— Start PAGE EXCERPT —
Tuesday, February 17, 2009

Puffy Eyes

I'm having a hard time concentrating at work today... which is why I'm posting this. I'm convinced that I'll get this out of my mind and be able to move on.

I have very red and puffy eyes today, with dark circles to accompany the puffiness. There are few times in my life that I can ever remember sobbing. I did last night. I have a dear friend from my ward who wrote me to tell me that they no longer believe in things that they have believed in their whole life. They have chosen to give up a lifestyle and system of beliefs that have been central to their life for 27 years. I happen to share the same lifestyle and system of beliefs. I know how much it means to me... and how much it had meant to this person. My heart hurts for this person. 

8 comments:

The Johnson Fam said...

You have such a caring heart. I would never want to see someone as beautiful as you be sad. Pray for your friend and keep doing what you are doing! Take care.

oof said...

That sucks. I'm sick, so that's as eloquent as it gets right now.

Lincoln and Alisia said...

That is so hard. All you can do is pray for them. YOu really do care so much.

Lindsay said...

I think that is so much worse than being dumped. Some might not agree but it really tears your heart out in a whole new way.

Siggy said...
— End PAGE EXCERPT —
— Start SUPPLIED RECORDS —
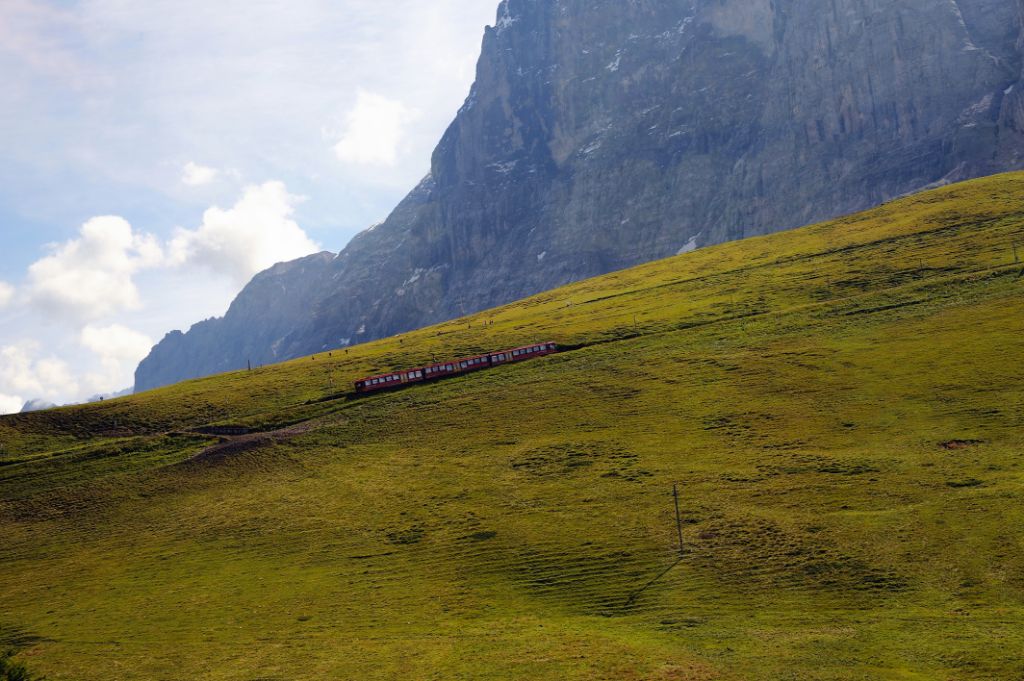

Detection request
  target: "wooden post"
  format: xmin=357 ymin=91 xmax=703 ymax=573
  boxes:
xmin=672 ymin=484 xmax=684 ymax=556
— End SUPPLIED RECORDS —
TO BE DONE:
• a. In the puffy eyes blog post, for how many years had the friend held the lifestyle and beliefs they chose to give up?
• b. Extend the puffy eyes blog post past its final line.
The listing plays no part in what is asked here.

FINAL ANSWERS:
• a. 27 years

• b.
Wow...that is truly a hard thing for us who are faithful to have to go through. I feel your pain. It's happened to me a few times and my heart still is broken for them. I hope that you know that you are loved and are so great!

"The Queen in Residence" said...

I am the only one in my family (of my siblings) that holds to the faith. It is so hard!!! When we get together my siblings and their children swear, talk obscenly, it is as if they want to torment us with their unbelief. It is very hard, but it makes me appreciate my testimony, my period of unbelief and that I found the way back because my life is full.

Keep praying for them, it is never a good decision but hopefully they will understand that again one day.

Chaleese said...

I am sorry Megan. Life is hard sometimes, and we don't know why things happen. I am sad you are hurting. I know what your going through, it is hard to watch someone you love make decisions that you don't understand. Hope you feel better soon.

Anonymous said...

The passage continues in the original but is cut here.